Consigne – Remplacez « white » par « beige » dans tout ce qui va de la ligne contenant « Keypoint placement for each instance of the white cabinet: set » jusqu'à la fin des données, puis recopiez ce passage sans rien modifier d'autre.

Données de pointage d'objets sur photos

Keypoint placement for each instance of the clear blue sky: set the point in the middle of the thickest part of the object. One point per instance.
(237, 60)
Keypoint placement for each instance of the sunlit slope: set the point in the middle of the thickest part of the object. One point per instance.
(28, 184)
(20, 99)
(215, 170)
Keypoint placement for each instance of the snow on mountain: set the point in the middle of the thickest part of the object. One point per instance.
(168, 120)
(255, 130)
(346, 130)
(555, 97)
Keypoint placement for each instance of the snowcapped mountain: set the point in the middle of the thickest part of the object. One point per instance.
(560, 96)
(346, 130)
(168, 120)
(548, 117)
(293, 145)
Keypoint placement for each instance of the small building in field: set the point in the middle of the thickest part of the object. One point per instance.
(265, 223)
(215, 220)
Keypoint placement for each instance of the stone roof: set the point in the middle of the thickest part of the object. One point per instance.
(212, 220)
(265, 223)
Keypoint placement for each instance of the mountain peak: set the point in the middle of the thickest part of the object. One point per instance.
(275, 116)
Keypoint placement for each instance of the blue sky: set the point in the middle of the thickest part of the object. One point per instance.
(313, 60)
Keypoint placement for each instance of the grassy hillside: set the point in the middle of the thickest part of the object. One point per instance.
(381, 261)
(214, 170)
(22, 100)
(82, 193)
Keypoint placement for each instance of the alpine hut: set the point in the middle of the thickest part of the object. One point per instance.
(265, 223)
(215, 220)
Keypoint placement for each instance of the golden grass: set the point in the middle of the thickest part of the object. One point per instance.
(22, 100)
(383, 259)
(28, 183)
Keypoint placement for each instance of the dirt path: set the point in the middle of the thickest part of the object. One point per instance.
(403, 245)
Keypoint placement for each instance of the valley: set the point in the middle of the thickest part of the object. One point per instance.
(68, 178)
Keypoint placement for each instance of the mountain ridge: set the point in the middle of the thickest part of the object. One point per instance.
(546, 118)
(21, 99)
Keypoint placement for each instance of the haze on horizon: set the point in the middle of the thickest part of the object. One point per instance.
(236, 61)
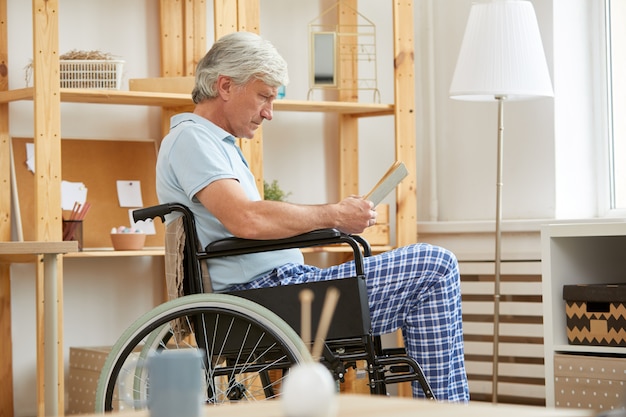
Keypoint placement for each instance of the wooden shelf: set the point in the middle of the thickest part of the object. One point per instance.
(26, 252)
(110, 253)
(162, 99)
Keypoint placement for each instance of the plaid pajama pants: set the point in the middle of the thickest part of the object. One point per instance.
(415, 288)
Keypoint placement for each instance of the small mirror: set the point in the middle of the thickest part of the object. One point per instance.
(323, 59)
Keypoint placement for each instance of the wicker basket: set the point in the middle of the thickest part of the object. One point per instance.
(94, 74)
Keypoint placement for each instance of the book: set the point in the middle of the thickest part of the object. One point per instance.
(394, 175)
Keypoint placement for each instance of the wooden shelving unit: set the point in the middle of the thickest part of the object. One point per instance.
(583, 253)
(179, 55)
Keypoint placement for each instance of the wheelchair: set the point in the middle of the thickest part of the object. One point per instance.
(249, 339)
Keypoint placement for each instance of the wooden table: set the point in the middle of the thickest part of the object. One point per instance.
(49, 323)
(351, 405)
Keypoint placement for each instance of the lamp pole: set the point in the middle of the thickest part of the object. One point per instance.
(498, 249)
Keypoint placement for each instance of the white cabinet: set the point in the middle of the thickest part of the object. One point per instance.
(584, 253)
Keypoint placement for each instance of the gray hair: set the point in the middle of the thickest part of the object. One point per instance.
(242, 56)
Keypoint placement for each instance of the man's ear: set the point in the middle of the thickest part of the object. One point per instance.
(224, 86)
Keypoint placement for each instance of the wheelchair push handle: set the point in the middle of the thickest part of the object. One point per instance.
(160, 211)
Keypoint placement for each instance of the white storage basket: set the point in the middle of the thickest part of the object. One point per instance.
(91, 73)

Exercice corrigé –
Keypoint placement for each instance of the beige cabinet: set the point in the middle of the thickest part of the object. One point per instance.
(584, 253)
Keypoint placement for each instance of the gray hair: set the point in the middle of the thickest part of the object. One point per instance.
(242, 56)
Keypoint placement for each instance of the man's ear: set the point in the middle of the thickest part of the object. One point per instance.
(224, 86)
Keypoint placement for each instance of the wheelchair push handle: set the point in the middle of the thickest part of the object. One point per instance.
(160, 211)
Keypoint placement for each instance of the beige storage basket: set the point in the middle of the thickest part of the object. One point per instance.
(91, 73)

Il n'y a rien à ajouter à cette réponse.